* TASK:
Go through the records underneath and write each one out again exactly.
** start of DATA LINES **
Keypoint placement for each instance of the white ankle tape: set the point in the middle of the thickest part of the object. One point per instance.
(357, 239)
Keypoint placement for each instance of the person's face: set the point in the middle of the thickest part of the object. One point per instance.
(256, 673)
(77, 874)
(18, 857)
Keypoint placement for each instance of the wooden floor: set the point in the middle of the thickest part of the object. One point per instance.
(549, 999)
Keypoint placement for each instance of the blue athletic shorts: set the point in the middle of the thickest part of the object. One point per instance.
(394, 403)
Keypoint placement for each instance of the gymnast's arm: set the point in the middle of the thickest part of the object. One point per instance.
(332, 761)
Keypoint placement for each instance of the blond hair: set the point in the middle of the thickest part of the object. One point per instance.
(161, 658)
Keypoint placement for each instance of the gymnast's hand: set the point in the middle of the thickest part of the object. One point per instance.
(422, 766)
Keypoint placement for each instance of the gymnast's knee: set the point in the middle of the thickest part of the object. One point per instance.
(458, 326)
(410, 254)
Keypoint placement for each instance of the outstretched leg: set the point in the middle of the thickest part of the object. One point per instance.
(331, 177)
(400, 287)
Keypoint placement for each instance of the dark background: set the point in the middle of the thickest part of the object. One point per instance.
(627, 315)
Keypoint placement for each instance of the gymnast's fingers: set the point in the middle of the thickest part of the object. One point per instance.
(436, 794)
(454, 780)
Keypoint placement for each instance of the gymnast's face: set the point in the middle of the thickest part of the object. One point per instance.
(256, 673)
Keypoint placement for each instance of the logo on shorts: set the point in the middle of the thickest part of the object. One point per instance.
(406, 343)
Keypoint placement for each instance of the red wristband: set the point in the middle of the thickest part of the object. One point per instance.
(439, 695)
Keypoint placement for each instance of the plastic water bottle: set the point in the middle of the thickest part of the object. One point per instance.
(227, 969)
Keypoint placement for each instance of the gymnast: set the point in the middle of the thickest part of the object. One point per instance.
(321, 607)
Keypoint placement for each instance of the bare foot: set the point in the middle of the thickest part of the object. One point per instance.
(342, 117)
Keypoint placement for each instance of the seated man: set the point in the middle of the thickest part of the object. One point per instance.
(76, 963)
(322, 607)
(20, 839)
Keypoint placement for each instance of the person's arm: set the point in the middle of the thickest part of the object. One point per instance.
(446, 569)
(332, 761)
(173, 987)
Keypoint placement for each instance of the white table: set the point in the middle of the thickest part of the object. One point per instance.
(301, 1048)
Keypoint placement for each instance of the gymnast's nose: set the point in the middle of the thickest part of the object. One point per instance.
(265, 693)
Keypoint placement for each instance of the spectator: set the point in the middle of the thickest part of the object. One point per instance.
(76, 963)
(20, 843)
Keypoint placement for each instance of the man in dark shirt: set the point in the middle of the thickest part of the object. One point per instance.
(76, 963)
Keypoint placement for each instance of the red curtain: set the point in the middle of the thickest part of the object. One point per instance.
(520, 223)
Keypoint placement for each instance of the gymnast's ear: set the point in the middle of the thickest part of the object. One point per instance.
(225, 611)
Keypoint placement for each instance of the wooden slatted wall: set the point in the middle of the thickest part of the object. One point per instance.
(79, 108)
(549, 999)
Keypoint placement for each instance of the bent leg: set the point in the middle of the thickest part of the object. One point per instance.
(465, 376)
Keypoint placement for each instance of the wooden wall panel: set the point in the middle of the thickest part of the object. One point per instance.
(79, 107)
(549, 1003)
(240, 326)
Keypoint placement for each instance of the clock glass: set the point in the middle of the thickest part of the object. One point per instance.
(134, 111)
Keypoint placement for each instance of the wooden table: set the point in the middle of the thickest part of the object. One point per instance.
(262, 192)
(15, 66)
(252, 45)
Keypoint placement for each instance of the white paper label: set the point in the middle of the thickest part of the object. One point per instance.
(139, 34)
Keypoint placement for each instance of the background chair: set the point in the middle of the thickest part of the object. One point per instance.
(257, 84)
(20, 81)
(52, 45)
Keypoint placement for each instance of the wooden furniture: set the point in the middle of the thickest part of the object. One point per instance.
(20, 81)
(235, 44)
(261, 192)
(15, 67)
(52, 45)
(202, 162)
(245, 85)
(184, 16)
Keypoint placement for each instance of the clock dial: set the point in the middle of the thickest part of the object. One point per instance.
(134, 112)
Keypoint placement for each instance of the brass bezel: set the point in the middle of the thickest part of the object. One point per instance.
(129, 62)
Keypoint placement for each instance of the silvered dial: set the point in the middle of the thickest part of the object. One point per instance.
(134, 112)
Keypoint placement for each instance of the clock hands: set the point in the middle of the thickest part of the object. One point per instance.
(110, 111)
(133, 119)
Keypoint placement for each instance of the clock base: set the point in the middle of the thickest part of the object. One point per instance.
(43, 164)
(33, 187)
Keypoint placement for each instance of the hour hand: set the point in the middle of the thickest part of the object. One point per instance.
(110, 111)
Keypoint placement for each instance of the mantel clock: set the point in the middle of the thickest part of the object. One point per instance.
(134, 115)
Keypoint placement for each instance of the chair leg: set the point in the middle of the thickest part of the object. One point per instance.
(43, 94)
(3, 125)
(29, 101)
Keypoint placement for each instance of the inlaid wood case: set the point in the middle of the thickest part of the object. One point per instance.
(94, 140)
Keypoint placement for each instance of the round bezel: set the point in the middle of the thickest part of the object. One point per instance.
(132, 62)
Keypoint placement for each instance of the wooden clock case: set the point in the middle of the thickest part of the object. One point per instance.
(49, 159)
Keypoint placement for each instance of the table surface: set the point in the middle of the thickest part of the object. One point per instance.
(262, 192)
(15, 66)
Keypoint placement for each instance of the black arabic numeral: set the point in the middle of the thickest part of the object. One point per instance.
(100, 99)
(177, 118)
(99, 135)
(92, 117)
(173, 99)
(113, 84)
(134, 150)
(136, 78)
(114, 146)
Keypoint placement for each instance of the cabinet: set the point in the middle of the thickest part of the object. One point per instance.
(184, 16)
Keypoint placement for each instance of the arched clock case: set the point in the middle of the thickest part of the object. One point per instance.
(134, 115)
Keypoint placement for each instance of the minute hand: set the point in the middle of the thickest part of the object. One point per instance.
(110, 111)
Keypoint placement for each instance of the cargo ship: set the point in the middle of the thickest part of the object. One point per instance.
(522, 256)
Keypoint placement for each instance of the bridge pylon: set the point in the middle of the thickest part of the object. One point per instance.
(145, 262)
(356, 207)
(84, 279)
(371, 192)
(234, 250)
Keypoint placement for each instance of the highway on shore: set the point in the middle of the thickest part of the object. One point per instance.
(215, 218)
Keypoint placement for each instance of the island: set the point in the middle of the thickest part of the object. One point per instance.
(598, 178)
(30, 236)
** end of DATA LINES **
* ANSWER:
Keypoint placement for each instance of the white ankle tape: set the point in the middle of the thickest part of the object. One point per instance.
(357, 239)
Keypoint placement for each instance of the person's face: set the point in the middle of the thickest part of the object. One point per instance.
(256, 673)
(77, 874)
(18, 857)
Keypoint placement for each instance of the wooden floor: set the point in the middle of the thickest part of the object. One point per instance.
(549, 999)
Keypoint placement for each instance of the blue athletic shorts: set the point in the middle of the thickest part of the object. One point per instance.
(394, 403)
Keypoint placement for each instance of the gymnast's arm: set the point in the middle of the thickest part of the object. One point per instance.
(332, 761)
Keypoint placement for each instance of the blond hair: set the point in the middle of the thickest part of the object. One point per instance.
(161, 658)
Keypoint placement for each instance of the gymnast's hand: set the point in the middle of the thickest part of the object. One point per instance.
(422, 766)
Keypoint placement for each instance of the gymnast's knee: set the point in the middle of the thickest part of the object. One point per instance.
(458, 326)
(410, 254)
Keypoint placement for each instance of the outstretched leg: set the point in the middle of the thickest part of the object. One point per instance.
(331, 177)
(400, 287)
Keypoint placement for each instance of the dark background: set the point in the middle of the thickest part of the object. One point per instance.
(627, 315)
Keypoint placement for each instance of the gymnast's fingers: set the point in the middle of the thickest part of the object. One point per instance.
(436, 794)
(454, 780)
Keypoint placement for each instance of the gymnast's face: set the point in the middle of the thickest part of the object. One point per instance.
(256, 673)
Keypoint placement for each instance of the logo on shorts: set the point in the middle of the thickest part of the object. One point per instance.
(406, 343)
Keypoint placement for each instance of the red wristband: set the point in the middle of the thickest part of the object. One point per instance.
(439, 695)
Keypoint placement for each instance of the plastic water bottle: set the point in the middle of the thickest part of the object. One point per instance.
(227, 969)
Keypoint placement for each instance of the gymnast: set the point in the middle of the thickest part of the object. One point per instance.
(321, 607)
Keypoint placement for each instance of the bare foot: set the point in the middle of the thickest part of the object. One point per instance.
(342, 117)
Keypoint placement for each instance of the seated man: set the point in the middle of the thickest part of the object. One point per instance.
(76, 963)
(322, 607)
(20, 839)
Keypoint placement for each instance of the person's arm: set the point in the middle of the thickest part of the object. One point per instance.
(446, 569)
(332, 761)
(173, 987)
Keypoint placement for each instance of the white table: set the point in the middle of the thickest part of the object. One point per instance.
(301, 1048)
Keypoint placement for each instance of the gymnast's nose: set the point in the middle of the thickest part of the object. One point per instance.
(265, 693)
Keypoint placement for each instance of the spectator: set the point in the middle of the thickest part of the object. One point per instance.
(76, 963)
(20, 843)
Keypoint placement for each instance of the man in dark shirt: set the point in the middle of the thickest part of the object. One point per instance.
(76, 963)
Keypoint placement for each instance of the red curtain: set the point in the middle of the thickest part of the object. One point per instance.
(520, 223)
Keypoint placement for each instance of the gymnast's ear: set the point in the middle of the thickest part of the object. One point per instance.
(225, 611)
Keypoint placement for each instance of the wooden slatted wall: set the point in the middle of the thickest part of the object. One point per instance.
(79, 108)
(549, 999)
Keypoint placement for each instance of the bent leg: set the point in the middle of the thickest part of the object. One point per instance.
(465, 376)
Keypoint placement for each instance of the wooden wall panel: set the point in the middle of the thickest part of the object. One point per instance.
(79, 107)
(549, 1003)
(240, 326)
Keypoint placement for each instance of the clock glass: set the point in the middle of the thickest part of the object. One point per instance.
(134, 111)
Keypoint placement for each instance of the wooden table: set the point in the middle of the thickest part of the object. One point per instance.
(262, 192)
(15, 66)
(252, 45)
Keypoint placement for each instance of the white paper label: set the point in the middle of the thickest part of the object. One point per instance.
(139, 34)
Keypoint placement for each instance of the background chair: set the point in the middle of the thickest part of the object. One point per instance.
(257, 84)
(20, 81)
(52, 45)
Keypoint placement for each instance of the wooden furniture: set the point in the middle of the thickest part of the object. One point per instance.
(20, 81)
(235, 44)
(261, 192)
(15, 67)
(52, 45)
(202, 162)
(245, 85)
(184, 16)
Keypoint placement for each instance of the clock dial: set the point in the middle of the thickest part of the object. One point per instance.
(134, 112)
Keypoint placement for each instance of the brass bezel: set the point in the middle of the thickest part of the object. One point per instance.
(129, 62)
Keypoint placement for each instance of the silvered dial: set the point in the middle of the thickest part of the object. One point per instance.
(134, 112)
Keypoint placement for each instance of the clock hands: set the point in the middle of the thickest part of the object. One point per instance.
(110, 111)
(133, 119)
Keypoint placement for each instance of the clock base: set the point in the middle of the thickest part of the object. One point per instance.
(43, 164)
(33, 187)
Keypoint placement for each instance of the hour hand: set the point in the middle of the thickest part of the object. One point per instance.
(110, 111)
Keypoint placement for each instance of the mantel clock: set the point in the middle of the thickest part of the object. One point per instance.
(134, 115)
Keypoint placement for each instance of the chair leg: set the point in the middle of the thickest part of the object. One point per instance.
(43, 94)
(3, 125)
(29, 101)
Keypoint placement for each instance of the inlaid wood case: set the point in the middle of the thickest part of the object. One point per instance.
(94, 140)
Keypoint placement for each instance of the round bezel: set the point in the middle of the thickest part of the object. One point per instance.
(132, 62)
Keypoint placement for each instance of the wooden clock case: set the point in the middle of the thickest part of the object. One point per instance.
(49, 159)
Keypoint placement for each instance of the table surface: set the point in the middle of the thickest part of the object. One point per instance.
(262, 192)
(15, 66)
Keypoint placement for each instance of the black arabic numeral: set the point in the middle of the thickest part of the object. One point per instance.
(100, 99)
(177, 118)
(99, 135)
(92, 117)
(173, 99)
(113, 84)
(134, 150)
(136, 78)
(114, 146)
Keypoint placement for each instance of the cabinet: set the point in the middle of the thickest part of the object. One point per instance.
(184, 16)
Keypoint placement for each instance of the arched clock case: set the point in the middle of the thickest part of the object. One point per instance.
(134, 115)
Keypoint placement for each instance of the minute hand: set the point in the middle of the thickest part of the object. One point per instance.
(110, 111)
Keypoint placement for each instance of the cargo ship: set the point in the middle of the thickest part of the object. One point per instance.
(522, 256)
Keypoint placement for each instance of the bridge pylon: set the point in the middle of the thickest part of the object. One point per instance.
(145, 262)
(356, 207)
(84, 279)
(371, 192)
(234, 250)
Keypoint placement for each instance of the highway on shore: set the point in the middle of the thickest part of the object. One point per instance.
(215, 218)
Keypoint placement for each instance of the island: set the point in the middle of the thickest part of the object. One point per instance.
(598, 178)
(30, 236)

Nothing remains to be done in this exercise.